Rows from a dataset:

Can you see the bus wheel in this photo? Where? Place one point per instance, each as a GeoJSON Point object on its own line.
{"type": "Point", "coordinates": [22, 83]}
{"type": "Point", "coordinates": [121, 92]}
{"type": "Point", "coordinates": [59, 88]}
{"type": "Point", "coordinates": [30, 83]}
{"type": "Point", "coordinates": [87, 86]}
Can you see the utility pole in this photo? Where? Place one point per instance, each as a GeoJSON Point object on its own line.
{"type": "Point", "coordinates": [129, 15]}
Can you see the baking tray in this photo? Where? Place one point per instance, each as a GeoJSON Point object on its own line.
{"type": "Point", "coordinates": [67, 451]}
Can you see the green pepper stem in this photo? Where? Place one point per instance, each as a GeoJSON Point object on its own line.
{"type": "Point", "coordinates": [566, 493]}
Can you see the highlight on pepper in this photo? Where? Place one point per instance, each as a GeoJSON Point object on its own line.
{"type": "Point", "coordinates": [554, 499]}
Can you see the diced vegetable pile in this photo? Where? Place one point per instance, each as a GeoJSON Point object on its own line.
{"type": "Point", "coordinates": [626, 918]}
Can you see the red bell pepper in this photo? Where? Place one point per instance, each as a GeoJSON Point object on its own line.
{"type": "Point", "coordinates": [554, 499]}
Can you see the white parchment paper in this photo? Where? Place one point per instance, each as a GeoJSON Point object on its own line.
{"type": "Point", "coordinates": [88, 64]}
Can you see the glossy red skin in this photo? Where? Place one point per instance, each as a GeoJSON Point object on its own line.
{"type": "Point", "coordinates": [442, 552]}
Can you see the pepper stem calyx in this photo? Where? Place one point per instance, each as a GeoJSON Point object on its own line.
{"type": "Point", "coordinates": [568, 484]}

REQUIREMENT:
Return the line that contains "Can you see the highlight" along with every line after it through the end of the entries, exactly, adding nothing.

RESULT:
Can you see the highlight on pepper in this photo? Where? Place one point per instance, each as a GeoJSON Point object on its own line.
{"type": "Point", "coordinates": [554, 499]}
Can you see the diced vegetable pile in this photo? Where? Place one point per instance, each as a GeoJSON Point object on its own line.
{"type": "Point", "coordinates": [626, 918]}
Can you see the red bell pepper in this photo? Where? Place one point per instance, each as a GeoJSON Point object on its own line.
{"type": "Point", "coordinates": [554, 499]}
Can you see the white parchment paper in this photo? Where? Place one point per instance, each as a GeoJSON Point object on its own line.
{"type": "Point", "coordinates": [88, 64]}
Can you see the glossy red skin in this photo? Where? Place one point per instance, each as a GeoJSON Point object on its own line.
{"type": "Point", "coordinates": [442, 552]}
Can you see the pepper stem calyx in this photo? Where? Place one point per instance, each as a GeoJSON Point object on its own line.
{"type": "Point", "coordinates": [568, 484]}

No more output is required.